Entries taken from a collection:
==========

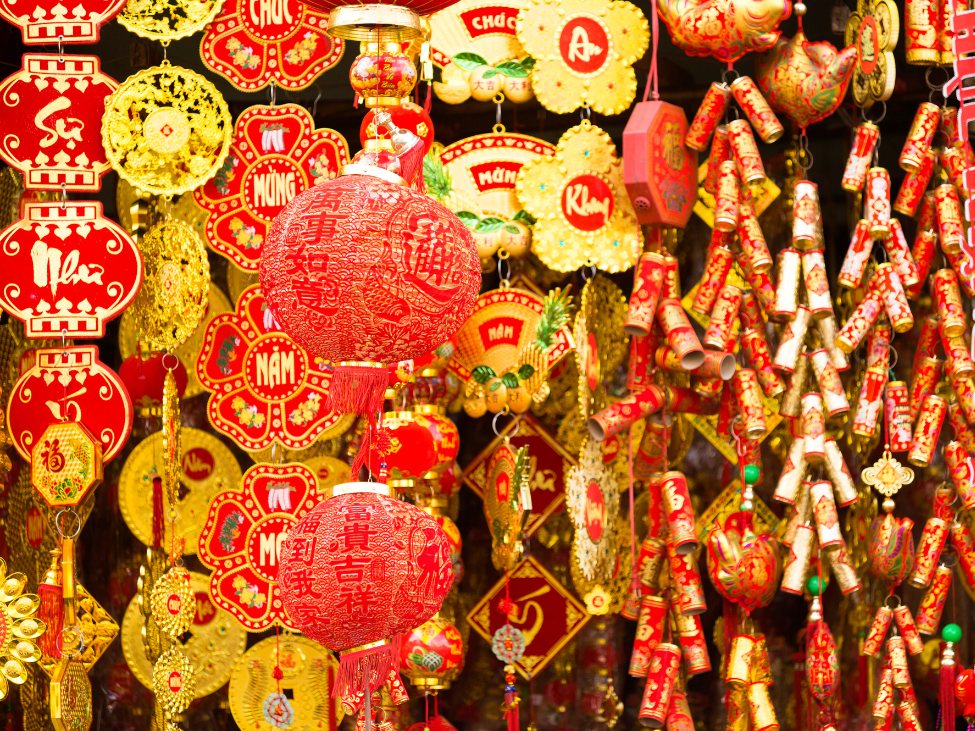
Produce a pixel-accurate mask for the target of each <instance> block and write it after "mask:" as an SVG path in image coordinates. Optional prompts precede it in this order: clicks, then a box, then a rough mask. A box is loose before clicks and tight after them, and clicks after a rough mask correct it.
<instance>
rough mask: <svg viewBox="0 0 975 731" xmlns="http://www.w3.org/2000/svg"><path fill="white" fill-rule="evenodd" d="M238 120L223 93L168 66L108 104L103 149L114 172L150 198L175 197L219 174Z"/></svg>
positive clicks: (151, 69)
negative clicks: (217, 172) (161, 195)
mask: <svg viewBox="0 0 975 731" xmlns="http://www.w3.org/2000/svg"><path fill="white" fill-rule="evenodd" d="M232 134H233V120H232V119H231V117H230V111H229V110H228V108H227V102H225V101H224V99H223V97H222V96H221V95H220V92H219V91H217V88H216V87H215V86H214V85H213V84H211V83H210V82H209V81H207V80H206V79H205V78H203V77H202V76H200V75H199V74H196V73H193V72H192V71H187V70H186V69H182V68H179V67H176V66H171V65H169V64H167V63H164V64H163V65H162V66H154V67H152V68H148V69H145V70H144V71H140V72H139V73H137V74H135V75H134V76H130V77H129V78H128V79H126V80H125V81H124V82H122V84H120V85H119V88H118V89H116V90H115V93H114V94H112V95H111V96H110V97H108V99H107V100H106V101H105V114H104V116H103V117H102V144H103V146H104V147H105V153H106V156H107V157H108V161H109V163H110V164H111V165H112V168H113V169H114V170H115V171H116V172H117V173H118V174H119V175H120V176H121V177H122V178H123V179H125V180H127V181H128V182H129V183H131V184H132V185H133V186H135V187H136V188H139V189H141V190H142V191H144V192H146V193H156V194H158V195H174V194H178V193H185V192H187V191H189V190H192V189H193V188H196V187H198V186H200V185H202V184H203V183H205V182H206V181H207V180H209V179H210V178H212V177H213V176H214V175H216V173H217V170H219V169H220V166H221V165H222V164H223V161H224V159H225V158H226V157H227V152H228V150H229V149H230V138H231V136H232Z"/></svg>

==========

### PROBLEM REQUIREMENTS
Every line that contains the string "rough" should be copied from the entries.

### RESPONSE BOX
Produce a pixel-accurate mask for the target of each <instance> block and write it after "mask:" as an SVG path in image coordinates. Optional prompts precede it in this order: clicks, then a box, then a rough mask. A box is loose before clicks and tight after them, and clicks after a rough mask correct it.
rough mask: <svg viewBox="0 0 975 731" xmlns="http://www.w3.org/2000/svg"><path fill="white" fill-rule="evenodd" d="M238 120L223 93L168 66L108 104L103 149L114 172L150 198L175 197L219 174Z"/></svg>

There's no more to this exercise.